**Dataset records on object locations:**
::::::::::
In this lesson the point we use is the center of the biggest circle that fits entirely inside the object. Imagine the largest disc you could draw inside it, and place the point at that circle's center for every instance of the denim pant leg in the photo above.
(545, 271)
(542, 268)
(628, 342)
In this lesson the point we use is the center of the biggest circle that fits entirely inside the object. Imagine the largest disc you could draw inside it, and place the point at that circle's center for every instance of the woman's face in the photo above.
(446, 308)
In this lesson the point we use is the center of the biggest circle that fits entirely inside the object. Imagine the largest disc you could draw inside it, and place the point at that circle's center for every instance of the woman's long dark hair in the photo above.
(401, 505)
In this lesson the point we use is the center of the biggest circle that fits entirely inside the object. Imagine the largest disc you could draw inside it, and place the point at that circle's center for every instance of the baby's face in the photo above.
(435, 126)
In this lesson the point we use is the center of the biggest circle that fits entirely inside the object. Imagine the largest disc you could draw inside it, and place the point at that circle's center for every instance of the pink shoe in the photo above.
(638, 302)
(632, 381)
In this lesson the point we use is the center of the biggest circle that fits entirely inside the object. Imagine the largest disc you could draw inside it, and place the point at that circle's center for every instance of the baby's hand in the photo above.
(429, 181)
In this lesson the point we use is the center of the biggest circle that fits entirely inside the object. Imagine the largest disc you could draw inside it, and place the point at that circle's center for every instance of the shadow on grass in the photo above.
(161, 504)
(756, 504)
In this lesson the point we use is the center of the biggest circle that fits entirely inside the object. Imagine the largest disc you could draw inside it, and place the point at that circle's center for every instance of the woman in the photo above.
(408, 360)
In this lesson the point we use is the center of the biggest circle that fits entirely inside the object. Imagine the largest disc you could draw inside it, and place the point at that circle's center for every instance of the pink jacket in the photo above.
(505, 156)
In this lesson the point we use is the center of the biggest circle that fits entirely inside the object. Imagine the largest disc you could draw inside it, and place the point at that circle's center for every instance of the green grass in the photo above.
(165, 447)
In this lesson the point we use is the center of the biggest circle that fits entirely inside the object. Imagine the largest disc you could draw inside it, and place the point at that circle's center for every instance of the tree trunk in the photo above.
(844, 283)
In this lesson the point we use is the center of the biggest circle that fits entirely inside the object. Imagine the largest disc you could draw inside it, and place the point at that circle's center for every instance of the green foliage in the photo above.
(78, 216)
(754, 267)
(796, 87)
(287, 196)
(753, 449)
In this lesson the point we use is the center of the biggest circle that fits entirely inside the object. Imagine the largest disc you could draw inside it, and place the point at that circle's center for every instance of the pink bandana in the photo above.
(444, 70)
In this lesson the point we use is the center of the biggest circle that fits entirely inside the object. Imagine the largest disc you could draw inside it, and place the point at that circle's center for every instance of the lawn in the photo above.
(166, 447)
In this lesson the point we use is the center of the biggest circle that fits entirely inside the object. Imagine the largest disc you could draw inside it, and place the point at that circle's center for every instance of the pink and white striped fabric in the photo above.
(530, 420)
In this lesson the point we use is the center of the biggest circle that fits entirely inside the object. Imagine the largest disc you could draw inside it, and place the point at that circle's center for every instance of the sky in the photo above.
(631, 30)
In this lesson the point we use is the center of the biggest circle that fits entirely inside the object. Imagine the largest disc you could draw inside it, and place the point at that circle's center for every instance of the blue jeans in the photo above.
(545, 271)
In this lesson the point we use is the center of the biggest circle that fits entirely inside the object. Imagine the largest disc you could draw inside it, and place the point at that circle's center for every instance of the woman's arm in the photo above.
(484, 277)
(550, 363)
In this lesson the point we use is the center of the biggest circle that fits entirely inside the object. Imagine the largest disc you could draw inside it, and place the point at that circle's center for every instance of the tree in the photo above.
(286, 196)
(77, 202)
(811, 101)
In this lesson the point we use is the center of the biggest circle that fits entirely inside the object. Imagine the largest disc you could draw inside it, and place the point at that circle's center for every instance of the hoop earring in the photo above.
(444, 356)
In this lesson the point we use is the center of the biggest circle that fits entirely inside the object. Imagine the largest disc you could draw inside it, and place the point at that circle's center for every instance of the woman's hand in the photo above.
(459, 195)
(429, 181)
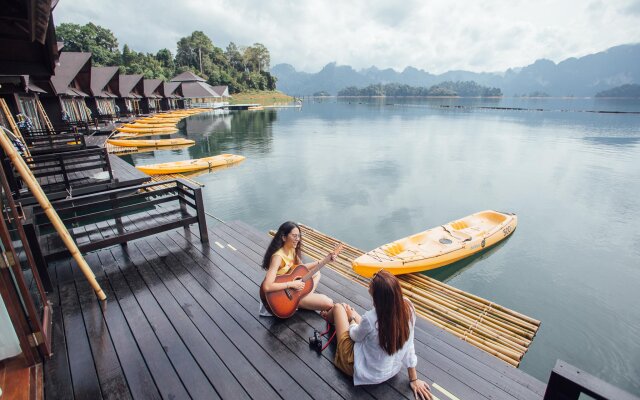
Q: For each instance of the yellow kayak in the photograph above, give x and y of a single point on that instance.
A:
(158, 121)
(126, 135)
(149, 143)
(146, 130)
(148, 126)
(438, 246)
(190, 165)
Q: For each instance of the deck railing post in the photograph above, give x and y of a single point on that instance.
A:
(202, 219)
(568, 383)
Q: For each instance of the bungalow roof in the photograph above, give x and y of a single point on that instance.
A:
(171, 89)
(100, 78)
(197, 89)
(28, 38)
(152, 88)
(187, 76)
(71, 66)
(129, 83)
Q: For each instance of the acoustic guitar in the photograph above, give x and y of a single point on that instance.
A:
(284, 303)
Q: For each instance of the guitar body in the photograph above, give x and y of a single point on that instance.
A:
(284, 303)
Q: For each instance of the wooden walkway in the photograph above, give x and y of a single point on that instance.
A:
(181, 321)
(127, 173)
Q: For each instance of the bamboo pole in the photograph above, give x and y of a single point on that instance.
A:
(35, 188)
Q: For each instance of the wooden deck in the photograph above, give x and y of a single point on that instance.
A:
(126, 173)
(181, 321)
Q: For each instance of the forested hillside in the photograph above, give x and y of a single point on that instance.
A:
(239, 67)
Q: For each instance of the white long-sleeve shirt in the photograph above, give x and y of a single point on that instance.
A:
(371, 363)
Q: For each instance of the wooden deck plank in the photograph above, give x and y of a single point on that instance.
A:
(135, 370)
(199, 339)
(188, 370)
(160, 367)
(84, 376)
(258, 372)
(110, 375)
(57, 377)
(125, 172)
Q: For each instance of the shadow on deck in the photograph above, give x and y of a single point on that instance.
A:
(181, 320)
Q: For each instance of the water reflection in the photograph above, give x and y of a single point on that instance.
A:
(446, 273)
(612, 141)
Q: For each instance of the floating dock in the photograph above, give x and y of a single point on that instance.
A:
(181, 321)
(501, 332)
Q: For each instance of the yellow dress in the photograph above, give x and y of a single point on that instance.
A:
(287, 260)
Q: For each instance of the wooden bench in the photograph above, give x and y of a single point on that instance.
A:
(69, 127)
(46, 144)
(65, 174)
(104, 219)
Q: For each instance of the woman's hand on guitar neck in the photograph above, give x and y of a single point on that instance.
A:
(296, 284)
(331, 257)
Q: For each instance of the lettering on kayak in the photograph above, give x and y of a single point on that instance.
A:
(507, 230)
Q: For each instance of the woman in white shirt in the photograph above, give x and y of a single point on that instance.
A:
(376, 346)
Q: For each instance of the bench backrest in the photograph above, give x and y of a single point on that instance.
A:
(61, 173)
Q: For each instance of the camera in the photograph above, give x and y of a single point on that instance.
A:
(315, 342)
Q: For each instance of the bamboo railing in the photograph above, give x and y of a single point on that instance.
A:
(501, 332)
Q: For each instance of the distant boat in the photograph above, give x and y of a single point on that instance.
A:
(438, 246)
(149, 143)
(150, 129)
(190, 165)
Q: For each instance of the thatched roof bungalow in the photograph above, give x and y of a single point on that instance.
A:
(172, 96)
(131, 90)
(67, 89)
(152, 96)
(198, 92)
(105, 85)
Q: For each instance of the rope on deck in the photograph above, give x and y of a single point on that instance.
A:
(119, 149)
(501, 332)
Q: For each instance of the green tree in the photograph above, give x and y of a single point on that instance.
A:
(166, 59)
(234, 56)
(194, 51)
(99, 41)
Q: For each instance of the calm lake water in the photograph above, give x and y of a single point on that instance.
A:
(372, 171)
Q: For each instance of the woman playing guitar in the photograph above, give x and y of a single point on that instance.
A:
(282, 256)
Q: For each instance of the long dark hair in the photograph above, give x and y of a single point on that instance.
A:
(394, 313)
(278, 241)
::::::::::
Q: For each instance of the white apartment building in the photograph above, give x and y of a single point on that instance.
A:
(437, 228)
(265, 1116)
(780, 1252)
::::::::::
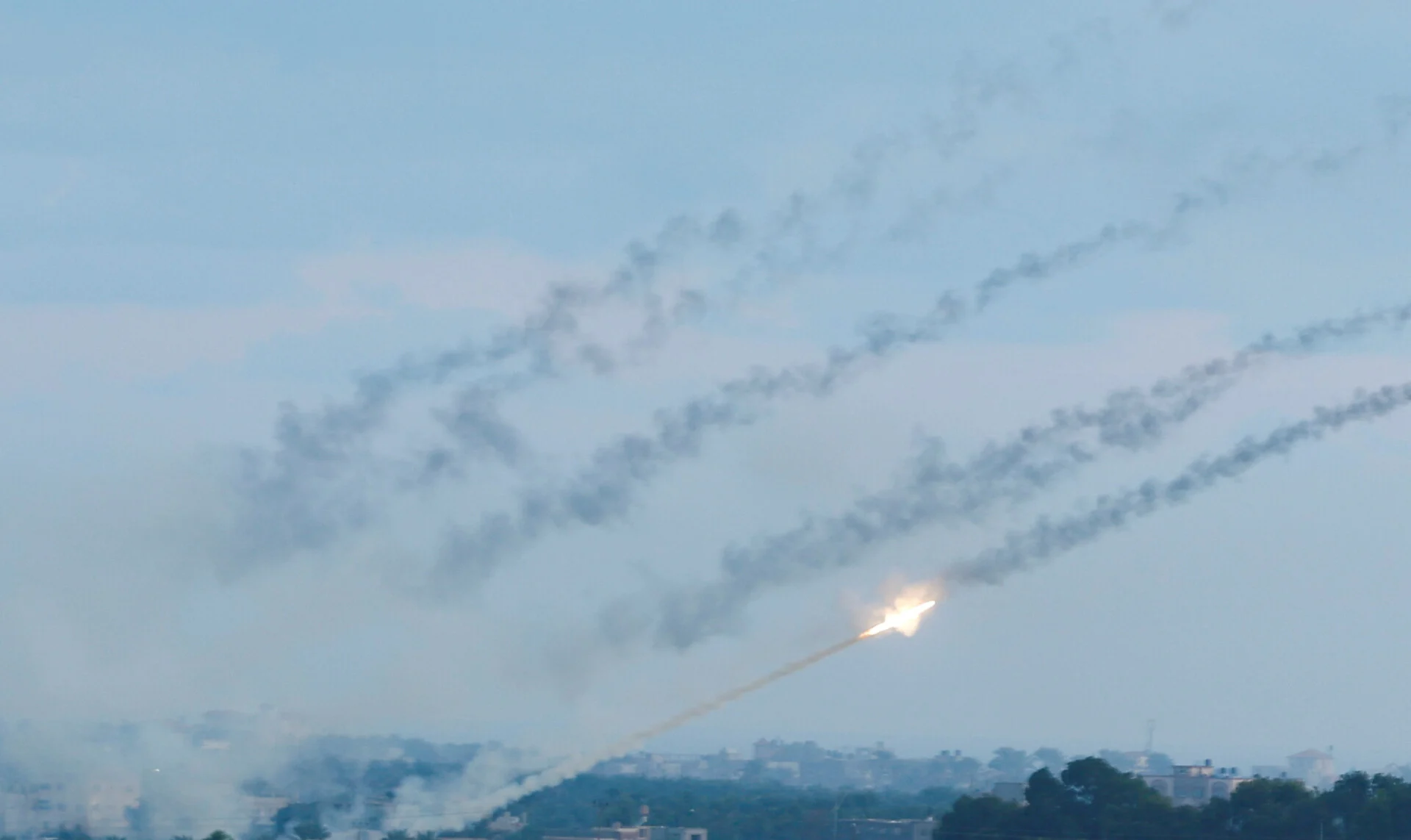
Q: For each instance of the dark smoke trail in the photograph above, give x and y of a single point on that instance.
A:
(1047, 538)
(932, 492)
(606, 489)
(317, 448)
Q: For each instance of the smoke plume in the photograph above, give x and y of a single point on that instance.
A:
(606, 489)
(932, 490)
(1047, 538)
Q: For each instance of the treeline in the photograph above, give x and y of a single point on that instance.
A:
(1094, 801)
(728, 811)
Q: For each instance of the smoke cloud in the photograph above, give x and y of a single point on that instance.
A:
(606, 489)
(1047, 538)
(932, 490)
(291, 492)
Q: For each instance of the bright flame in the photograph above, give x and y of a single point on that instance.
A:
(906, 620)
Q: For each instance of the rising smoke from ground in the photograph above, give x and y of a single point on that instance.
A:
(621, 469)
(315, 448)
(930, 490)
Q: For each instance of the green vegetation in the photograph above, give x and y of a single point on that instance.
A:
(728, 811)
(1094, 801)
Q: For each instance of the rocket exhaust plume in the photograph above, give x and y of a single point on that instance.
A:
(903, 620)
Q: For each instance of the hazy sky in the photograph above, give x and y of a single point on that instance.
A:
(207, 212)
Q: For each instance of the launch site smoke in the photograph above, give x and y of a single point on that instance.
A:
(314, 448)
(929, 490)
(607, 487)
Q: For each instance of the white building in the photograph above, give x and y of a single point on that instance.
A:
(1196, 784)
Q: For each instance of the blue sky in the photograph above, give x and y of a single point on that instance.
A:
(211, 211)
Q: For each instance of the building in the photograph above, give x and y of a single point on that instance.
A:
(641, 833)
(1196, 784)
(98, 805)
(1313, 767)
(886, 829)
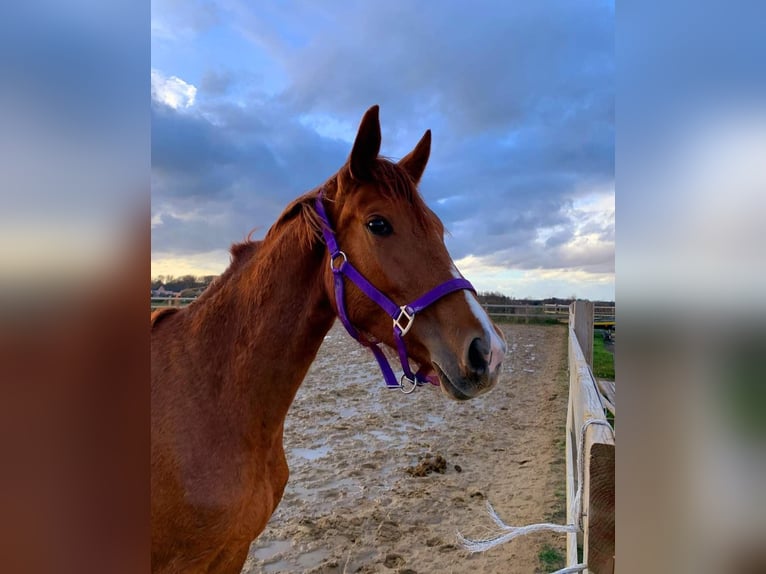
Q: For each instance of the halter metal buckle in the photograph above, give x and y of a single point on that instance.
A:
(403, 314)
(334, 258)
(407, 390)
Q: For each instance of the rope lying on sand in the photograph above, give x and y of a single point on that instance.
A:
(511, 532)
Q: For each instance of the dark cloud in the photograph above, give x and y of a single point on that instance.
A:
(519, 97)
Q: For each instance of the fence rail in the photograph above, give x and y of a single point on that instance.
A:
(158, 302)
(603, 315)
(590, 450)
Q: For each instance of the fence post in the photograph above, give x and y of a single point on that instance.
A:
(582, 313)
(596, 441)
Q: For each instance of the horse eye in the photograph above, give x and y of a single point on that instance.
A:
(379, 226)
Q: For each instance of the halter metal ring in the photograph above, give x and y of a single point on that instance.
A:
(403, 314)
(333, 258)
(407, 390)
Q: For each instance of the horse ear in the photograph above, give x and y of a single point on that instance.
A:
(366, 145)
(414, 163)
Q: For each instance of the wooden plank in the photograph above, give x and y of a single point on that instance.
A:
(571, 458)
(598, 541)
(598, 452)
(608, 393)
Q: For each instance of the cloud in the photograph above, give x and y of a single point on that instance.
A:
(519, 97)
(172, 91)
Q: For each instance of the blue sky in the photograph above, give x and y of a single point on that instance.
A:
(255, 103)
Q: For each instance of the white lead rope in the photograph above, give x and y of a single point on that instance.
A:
::::::::::
**WORK REQUIRED:** Show every line above that contains the word "building", copying each such line in full.

**ANSWER BELOW:**
Q: For each instance of the white apartment building in the photograph above, give x and y of a single point on that instance.
Q: For each instance of the white building in the photograph above, give x and y of a single point on that instance.
Q: For each instance of the building in the photograph above, give x and y of a single point on that instance.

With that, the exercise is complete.